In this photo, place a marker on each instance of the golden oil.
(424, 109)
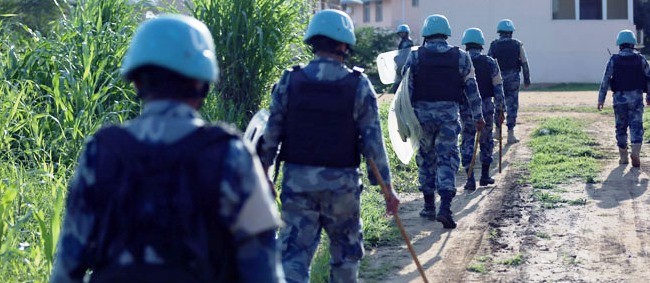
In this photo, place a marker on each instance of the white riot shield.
(391, 62)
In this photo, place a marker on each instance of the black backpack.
(164, 197)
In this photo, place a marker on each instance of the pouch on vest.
(319, 128)
(161, 198)
(628, 73)
(437, 76)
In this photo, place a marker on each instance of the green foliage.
(561, 151)
(370, 42)
(35, 14)
(255, 40)
(513, 261)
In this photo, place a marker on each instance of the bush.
(255, 41)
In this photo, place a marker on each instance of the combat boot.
(470, 185)
(511, 137)
(485, 175)
(445, 215)
(429, 211)
(622, 152)
(636, 155)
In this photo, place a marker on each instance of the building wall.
(558, 50)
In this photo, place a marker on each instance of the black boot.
(470, 185)
(445, 215)
(485, 175)
(429, 211)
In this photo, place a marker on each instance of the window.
(564, 10)
(379, 11)
(591, 9)
(616, 9)
(366, 12)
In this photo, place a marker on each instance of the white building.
(565, 40)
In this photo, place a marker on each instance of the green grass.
(514, 261)
(579, 109)
(477, 267)
(562, 153)
(564, 87)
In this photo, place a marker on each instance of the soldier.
(511, 56)
(404, 43)
(628, 75)
(490, 85)
(439, 75)
(167, 197)
(326, 116)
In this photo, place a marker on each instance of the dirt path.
(605, 240)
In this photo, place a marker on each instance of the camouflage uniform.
(316, 198)
(403, 44)
(628, 105)
(437, 157)
(511, 80)
(246, 203)
(490, 114)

• • • • • • •

Quote the preceding listing precisely and completely, omitting its images.

◆ **Solution to the exercise**
In this photo, place a marker on each instance of the golden oil.
(424, 109)
In this photo, place a marker on each instance of the white riot shield.
(391, 62)
In this photo, place a marker on each instance of the black backpack.
(164, 197)
In this photo, place a marker on each instance of the pouch on vest.
(319, 128)
(161, 198)
(628, 73)
(437, 76)
In this photo, place a marker on each instance of the green foliage.
(561, 151)
(370, 42)
(35, 14)
(255, 40)
(513, 261)
In this photo, place a marker on each instance of the bush.
(255, 41)
In this photo, place a marker on each instance of the combat boot.
(470, 185)
(511, 137)
(485, 175)
(445, 215)
(429, 211)
(622, 152)
(636, 155)
In this photo, place a marker on each instance of the building wall.
(558, 50)
In this photo, place a marker on each instance of the black boot.
(470, 185)
(445, 215)
(485, 175)
(429, 211)
In this photo, place a marker on each instance of the window.
(564, 10)
(379, 11)
(591, 9)
(616, 9)
(366, 12)
In this photo, place a marker on each instance of the white building.
(565, 40)
In this photo, place a marker on each instance of the green grass.
(514, 261)
(579, 109)
(477, 267)
(562, 153)
(564, 87)
In this photo, place a marker on each instance of the soldier.
(511, 56)
(404, 43)
(628, 75)
(490, 85)
(439, 75)
(167, 197)
(326, 116)
In this photo, place a marker on each instance of the dirt path.
(605, 240)
In this photo, place a marker on each instance of the camouflage uniform.
(316, 198)
(403, 44)
(628, 105)
(437, 157)
(511, 80)
(246, 203)
(490, 114)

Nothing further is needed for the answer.